- _Object pointing dataset rows_
# # # # # # #

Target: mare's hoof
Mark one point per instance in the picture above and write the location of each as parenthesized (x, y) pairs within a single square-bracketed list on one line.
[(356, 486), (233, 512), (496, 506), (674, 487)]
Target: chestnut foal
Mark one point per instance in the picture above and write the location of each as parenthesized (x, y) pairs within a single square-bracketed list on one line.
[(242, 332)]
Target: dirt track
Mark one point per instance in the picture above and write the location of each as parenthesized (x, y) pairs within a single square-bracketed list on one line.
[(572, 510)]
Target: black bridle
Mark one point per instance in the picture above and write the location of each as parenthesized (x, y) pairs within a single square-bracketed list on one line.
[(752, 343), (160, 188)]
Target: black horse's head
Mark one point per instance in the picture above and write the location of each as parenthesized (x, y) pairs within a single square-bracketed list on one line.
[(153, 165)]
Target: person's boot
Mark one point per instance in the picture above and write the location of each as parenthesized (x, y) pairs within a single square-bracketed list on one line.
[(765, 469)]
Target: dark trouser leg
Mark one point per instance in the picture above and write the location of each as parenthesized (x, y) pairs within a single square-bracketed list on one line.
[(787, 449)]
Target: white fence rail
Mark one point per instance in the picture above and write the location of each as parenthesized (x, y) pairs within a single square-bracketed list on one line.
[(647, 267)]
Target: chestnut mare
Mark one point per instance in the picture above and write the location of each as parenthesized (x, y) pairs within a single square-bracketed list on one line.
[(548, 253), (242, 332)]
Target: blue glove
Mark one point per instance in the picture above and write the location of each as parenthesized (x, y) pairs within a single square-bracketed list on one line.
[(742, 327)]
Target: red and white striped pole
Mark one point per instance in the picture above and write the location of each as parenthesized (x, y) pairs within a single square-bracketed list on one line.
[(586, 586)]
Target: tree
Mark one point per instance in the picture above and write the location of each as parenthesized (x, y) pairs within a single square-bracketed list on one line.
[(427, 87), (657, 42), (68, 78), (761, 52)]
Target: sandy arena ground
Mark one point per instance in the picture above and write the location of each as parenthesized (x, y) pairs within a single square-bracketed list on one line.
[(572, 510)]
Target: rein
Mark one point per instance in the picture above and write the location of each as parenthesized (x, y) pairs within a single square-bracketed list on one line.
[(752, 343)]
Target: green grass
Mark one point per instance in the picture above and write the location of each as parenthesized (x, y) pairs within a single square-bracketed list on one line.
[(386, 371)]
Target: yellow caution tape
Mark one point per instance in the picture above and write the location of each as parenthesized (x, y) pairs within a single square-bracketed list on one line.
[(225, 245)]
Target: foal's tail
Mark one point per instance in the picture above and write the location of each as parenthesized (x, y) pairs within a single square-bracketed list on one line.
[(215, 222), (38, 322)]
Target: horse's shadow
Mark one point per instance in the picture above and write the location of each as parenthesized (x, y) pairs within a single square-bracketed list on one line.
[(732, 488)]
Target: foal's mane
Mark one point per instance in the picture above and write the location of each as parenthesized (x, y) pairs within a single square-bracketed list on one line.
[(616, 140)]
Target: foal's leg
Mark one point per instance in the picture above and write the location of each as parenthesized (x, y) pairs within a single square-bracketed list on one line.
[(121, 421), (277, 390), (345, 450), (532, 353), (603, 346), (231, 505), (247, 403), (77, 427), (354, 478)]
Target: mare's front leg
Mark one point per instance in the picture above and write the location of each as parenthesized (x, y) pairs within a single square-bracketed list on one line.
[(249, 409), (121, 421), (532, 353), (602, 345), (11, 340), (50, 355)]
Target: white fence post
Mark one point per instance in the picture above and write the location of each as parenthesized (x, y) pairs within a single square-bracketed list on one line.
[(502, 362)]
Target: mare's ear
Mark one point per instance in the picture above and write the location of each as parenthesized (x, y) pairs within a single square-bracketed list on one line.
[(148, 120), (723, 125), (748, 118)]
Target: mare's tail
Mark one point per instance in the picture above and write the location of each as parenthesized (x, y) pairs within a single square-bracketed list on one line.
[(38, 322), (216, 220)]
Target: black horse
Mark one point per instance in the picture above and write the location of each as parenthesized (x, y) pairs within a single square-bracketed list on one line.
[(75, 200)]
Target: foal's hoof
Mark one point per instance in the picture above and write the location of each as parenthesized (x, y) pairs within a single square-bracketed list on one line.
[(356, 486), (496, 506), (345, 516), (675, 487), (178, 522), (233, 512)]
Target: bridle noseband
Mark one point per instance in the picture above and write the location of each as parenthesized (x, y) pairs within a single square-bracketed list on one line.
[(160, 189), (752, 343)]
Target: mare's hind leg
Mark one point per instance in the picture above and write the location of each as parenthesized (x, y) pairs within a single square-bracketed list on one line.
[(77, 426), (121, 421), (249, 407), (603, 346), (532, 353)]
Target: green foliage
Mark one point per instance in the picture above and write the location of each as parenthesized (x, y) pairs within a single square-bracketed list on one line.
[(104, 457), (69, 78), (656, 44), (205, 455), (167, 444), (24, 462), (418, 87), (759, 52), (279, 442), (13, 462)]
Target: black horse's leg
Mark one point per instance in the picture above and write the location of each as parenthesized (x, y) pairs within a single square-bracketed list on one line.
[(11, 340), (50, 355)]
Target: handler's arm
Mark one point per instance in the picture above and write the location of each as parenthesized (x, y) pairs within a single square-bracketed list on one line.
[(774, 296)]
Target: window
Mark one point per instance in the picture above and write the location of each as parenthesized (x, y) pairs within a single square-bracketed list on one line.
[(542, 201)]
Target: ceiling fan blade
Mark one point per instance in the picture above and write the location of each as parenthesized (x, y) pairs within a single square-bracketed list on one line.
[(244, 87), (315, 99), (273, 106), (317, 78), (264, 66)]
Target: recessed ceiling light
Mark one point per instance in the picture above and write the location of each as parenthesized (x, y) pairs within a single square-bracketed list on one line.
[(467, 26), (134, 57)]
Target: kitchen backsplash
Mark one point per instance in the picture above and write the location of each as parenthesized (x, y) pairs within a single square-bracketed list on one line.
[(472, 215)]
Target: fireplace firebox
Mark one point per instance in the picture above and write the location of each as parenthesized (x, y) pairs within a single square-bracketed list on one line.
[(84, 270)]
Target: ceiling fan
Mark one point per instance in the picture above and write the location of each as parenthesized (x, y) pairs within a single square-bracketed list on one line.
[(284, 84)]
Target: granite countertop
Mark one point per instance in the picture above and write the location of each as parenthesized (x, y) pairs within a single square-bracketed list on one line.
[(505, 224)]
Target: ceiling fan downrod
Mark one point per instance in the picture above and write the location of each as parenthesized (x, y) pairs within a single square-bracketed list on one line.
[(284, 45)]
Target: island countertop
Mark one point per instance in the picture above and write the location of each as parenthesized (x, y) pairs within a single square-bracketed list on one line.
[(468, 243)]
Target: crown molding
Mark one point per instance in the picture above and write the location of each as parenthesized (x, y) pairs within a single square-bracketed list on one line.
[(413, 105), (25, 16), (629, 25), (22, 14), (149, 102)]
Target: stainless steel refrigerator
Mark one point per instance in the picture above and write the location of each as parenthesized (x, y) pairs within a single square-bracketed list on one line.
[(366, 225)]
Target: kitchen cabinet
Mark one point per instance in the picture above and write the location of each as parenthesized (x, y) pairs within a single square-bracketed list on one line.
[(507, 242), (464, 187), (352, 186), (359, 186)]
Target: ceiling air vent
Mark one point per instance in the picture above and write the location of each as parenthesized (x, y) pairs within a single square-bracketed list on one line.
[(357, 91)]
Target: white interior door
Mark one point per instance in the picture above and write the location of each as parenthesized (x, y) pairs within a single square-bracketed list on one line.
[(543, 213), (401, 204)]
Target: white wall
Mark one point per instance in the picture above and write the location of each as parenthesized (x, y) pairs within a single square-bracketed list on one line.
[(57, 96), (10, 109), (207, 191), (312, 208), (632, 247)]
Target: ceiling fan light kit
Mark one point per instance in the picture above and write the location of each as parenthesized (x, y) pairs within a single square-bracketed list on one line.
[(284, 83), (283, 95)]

# # # # # # #

- _What to produce_
Rewrite the data from the line containing "Target: yellow caution tape" through the line containing "[(225, 245)]", keeping every line. Multiply each x and y coordinate by 2.4, and round the results to whole numbers with halves going up.

- _Solution to the problem_
Target: yellow caution tape
Mark one point per instance in the picture above and write the location of each as parenthesized (x, y) pairs within a single square-bracketed list on one line.
[(540, 588)]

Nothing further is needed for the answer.